→ **Work required**:
Carry on the retail news piece below about Wal-Mart, Amazon and supply chain rankings, starting right after its last sentence.

→ **Source text**:

+ + + +

Wal-Mart tries a unique but costly strategy to compete with Amazon
Wal-Mart plans to grow its firm using a different strategy than that of Amazon´s Prime program, which offers free shipping on the majority of items for a $99 annual fee. Wal-Mart´s pilot program aims to offer free shipping within 3 days at $50, undercutting Amazon. Wal-Mart will use its vast network of 4,500 stores as distribution points to further streamline its operations.
Wal-Mart´s online revenues grew by 17% in the first quarter which ended April 30th. It seems that the world’s largest retailer is now looking to invest between $1.2 billion and $1.5 billion on e-commerce, perhaps in fear of being out done by Amazon´s continual investment in the latest technological advancements. The latest online push by Wal-Mart means that 4 fulfillment centers will be added to their 11 already existing centers.
To read more on Wal-Mart’s latest e-commerce push, click here.
Amazon number one in the Gartner 2015 Top 25 Supply Chain ranking
Amazon has come out on top of the Gartner 2015 list, which is based on many supply chain performance factors such as return on assets, peer opinion, revenue growth and inventory turns. The 11th year of Gartner’s ranking program saw three companies from last year return to the top 5: Amazon, McDonalds and Unilever. Intel was also a reemerging leader, and Inditex (the Spanish clothing multinational known for the Zara and Massimo Dutti brands) was the only newcomer to the top 5 group.

+ + + +

→ **Listed records**:
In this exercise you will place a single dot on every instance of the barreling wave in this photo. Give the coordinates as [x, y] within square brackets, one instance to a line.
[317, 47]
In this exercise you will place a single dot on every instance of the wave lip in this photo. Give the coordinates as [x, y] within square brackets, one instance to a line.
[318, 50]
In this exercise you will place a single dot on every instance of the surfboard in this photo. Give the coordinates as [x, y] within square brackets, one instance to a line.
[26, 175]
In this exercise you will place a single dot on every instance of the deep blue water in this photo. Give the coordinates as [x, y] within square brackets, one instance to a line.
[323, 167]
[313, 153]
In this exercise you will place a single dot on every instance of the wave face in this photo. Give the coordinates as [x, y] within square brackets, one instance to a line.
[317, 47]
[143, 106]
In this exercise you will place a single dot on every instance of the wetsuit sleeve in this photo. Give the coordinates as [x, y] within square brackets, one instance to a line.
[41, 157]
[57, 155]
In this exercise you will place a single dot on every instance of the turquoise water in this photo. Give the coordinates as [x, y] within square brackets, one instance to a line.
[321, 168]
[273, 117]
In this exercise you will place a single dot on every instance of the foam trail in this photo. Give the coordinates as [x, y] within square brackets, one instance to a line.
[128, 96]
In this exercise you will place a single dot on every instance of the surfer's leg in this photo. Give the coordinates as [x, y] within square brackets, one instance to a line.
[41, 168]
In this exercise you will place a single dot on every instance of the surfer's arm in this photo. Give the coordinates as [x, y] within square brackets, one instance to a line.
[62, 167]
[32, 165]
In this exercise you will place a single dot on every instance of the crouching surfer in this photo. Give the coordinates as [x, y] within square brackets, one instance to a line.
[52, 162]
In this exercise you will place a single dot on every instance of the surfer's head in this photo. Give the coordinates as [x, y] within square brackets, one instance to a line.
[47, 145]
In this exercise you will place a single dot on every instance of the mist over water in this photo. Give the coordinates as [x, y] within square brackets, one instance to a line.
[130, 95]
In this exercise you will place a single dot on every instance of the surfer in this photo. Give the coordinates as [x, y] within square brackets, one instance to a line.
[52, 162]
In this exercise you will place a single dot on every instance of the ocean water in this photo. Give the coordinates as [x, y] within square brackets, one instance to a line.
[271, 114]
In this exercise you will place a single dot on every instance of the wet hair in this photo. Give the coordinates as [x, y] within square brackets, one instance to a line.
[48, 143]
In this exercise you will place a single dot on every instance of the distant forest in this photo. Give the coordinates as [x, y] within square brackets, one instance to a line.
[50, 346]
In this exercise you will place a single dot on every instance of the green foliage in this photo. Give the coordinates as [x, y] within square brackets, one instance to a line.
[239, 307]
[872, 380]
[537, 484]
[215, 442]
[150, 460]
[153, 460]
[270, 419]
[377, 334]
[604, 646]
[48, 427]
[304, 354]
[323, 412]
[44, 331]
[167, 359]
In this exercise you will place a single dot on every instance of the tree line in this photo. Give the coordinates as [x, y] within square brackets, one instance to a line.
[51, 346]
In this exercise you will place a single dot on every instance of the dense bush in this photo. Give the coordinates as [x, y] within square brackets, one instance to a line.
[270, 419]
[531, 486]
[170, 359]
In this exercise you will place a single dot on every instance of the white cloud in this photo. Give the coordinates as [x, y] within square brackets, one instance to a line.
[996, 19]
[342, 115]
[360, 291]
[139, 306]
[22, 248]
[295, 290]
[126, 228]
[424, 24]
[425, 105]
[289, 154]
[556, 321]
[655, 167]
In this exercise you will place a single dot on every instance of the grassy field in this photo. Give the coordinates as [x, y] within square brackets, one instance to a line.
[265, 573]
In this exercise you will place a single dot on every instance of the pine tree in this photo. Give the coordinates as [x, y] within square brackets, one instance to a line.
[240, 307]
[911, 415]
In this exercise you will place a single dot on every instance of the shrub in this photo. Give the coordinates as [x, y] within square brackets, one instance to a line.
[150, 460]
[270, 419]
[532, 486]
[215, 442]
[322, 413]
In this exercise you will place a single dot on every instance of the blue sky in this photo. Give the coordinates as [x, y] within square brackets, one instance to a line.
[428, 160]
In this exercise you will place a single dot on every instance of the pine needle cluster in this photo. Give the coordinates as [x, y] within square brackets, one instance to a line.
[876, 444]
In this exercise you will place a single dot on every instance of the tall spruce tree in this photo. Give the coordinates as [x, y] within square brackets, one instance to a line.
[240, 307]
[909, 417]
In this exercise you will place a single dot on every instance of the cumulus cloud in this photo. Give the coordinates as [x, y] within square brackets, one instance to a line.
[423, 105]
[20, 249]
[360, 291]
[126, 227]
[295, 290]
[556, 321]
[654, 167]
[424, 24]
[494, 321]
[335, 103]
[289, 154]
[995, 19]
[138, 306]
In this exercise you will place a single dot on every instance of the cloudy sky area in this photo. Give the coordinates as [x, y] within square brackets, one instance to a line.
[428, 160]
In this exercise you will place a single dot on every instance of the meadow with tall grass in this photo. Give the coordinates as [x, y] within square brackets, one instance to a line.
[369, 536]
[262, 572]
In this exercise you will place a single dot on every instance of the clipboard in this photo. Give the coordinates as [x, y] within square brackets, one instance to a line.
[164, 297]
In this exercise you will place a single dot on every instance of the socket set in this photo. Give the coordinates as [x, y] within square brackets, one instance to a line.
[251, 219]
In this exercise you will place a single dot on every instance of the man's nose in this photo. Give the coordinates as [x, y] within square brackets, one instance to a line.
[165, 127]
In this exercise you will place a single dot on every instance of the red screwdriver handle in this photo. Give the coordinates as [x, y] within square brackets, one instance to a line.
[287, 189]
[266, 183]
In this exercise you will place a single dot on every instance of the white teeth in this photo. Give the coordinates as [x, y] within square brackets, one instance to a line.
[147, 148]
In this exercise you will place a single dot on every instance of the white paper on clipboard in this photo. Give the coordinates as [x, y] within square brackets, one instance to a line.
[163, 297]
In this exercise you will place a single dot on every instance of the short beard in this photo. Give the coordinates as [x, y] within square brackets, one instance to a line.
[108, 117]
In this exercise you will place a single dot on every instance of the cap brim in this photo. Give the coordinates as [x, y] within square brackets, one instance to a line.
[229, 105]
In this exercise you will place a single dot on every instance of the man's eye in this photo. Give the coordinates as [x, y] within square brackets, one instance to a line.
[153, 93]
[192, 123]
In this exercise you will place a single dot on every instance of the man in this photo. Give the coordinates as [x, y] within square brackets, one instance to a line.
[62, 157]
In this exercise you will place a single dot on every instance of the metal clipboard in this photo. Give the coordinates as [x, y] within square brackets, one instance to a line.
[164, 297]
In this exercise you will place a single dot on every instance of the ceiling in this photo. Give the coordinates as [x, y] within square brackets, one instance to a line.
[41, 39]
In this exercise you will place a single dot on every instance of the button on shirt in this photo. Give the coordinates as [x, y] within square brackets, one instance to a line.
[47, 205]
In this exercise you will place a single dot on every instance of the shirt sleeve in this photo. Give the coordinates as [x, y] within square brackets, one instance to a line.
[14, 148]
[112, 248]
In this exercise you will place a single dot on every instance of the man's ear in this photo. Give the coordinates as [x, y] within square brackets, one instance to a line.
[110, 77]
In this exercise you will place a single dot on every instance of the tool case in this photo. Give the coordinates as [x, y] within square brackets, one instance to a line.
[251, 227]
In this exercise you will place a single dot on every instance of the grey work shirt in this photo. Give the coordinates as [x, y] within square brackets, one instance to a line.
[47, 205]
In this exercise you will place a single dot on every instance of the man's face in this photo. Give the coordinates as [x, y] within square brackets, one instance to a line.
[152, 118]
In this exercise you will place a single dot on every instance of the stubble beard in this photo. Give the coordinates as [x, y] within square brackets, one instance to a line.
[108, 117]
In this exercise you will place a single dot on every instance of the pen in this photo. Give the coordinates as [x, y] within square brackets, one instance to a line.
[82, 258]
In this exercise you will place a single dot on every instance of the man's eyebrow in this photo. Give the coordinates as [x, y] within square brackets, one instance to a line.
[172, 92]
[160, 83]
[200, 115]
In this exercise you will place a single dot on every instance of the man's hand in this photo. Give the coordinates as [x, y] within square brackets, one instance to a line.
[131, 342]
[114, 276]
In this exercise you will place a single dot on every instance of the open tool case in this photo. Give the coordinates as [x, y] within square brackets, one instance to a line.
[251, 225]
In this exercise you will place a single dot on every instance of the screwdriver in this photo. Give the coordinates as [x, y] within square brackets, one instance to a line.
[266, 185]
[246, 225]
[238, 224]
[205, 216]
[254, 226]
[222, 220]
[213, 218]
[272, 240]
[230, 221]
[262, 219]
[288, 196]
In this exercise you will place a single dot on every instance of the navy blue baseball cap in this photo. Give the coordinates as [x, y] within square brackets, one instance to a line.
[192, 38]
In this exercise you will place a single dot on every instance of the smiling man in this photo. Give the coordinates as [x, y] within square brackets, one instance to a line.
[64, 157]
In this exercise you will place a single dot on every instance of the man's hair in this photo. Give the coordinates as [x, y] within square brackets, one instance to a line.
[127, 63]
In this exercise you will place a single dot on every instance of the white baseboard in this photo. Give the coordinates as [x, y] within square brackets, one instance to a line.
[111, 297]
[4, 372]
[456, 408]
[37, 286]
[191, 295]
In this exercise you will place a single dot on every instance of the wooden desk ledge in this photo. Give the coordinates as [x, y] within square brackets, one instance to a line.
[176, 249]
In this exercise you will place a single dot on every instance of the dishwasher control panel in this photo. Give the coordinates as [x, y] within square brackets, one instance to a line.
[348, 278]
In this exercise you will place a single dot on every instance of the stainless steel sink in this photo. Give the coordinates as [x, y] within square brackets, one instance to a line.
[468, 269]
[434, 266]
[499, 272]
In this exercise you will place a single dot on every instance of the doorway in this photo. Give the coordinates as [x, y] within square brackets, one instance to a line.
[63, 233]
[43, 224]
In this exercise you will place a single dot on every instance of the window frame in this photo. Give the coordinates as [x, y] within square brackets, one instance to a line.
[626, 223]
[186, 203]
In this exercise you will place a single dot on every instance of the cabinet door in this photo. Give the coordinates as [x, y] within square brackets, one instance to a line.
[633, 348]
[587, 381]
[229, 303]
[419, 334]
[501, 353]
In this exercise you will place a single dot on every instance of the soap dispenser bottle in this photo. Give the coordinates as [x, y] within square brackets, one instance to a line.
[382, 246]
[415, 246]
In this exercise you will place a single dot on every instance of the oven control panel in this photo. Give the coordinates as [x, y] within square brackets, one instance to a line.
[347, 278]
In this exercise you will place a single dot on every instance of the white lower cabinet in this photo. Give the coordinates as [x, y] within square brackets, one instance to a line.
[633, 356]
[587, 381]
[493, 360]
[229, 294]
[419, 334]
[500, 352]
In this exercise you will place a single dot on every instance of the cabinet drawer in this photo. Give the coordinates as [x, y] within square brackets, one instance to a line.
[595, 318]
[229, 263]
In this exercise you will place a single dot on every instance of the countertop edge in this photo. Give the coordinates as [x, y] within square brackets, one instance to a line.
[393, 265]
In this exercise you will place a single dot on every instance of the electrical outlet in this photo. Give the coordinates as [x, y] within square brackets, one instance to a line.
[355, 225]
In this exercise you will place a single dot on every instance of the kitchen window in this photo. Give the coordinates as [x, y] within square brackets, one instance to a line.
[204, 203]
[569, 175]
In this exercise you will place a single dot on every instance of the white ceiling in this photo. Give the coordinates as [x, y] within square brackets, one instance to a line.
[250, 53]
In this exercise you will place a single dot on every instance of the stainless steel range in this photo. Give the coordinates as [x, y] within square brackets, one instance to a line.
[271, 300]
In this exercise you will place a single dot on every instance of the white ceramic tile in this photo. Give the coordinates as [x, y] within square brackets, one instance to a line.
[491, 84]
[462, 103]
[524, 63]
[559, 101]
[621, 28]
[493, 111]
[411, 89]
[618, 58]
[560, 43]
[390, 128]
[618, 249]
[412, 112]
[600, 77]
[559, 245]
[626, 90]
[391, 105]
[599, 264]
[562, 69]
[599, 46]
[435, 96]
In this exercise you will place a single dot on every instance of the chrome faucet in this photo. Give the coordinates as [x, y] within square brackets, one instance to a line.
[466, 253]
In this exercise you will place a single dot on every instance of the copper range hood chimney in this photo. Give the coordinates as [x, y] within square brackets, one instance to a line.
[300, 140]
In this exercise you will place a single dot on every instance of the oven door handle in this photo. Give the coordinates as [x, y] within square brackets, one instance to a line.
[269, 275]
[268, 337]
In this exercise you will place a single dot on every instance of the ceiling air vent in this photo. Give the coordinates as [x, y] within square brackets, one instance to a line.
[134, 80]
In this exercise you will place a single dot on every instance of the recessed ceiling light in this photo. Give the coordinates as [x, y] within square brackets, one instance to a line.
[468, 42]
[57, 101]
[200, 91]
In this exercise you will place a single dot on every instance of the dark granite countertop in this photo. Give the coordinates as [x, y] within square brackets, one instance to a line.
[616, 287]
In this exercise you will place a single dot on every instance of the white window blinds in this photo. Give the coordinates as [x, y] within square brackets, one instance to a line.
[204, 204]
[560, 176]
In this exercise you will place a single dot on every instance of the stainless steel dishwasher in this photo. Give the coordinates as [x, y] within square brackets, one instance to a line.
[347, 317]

+ + + +

→ **Response to this task**:
But how could a top 5 list not include Apple and Procter & Gamble? Actually, they are not even among the top 25. Stan Aronow, the vice president of Gartner, has indicated that a new “masters” category was created for them due to their achievements in supply chain management. Aronow further elaborated that these firms “have consistently had top five composite scores for at least seven out of the last 10 years”.
To read more on Gartner’s top 25 supply chain list, click here.
Detecting Supply chain fraud is still not up to standard
According to a recent Deloitte Financial Advisory services poll, 28.9 percent of professionals said that their organization experienced supply chain fraud, abuse or waste within the last 12 months. However, approximately 26.8 percent currently have no program in place to detect and prevent those risks.
Larry Kivett, a partner at Deloitte Financial Advisory Services LLP, blames the “compliance resource constraints”. Early warning signs for supply chain fraud include: a lack of clarity in third-party invoice details, infrequent “right-to-audit” as well as minimal oversight of agreements with third parties.
To read the article, click here.
Have a nice weekend!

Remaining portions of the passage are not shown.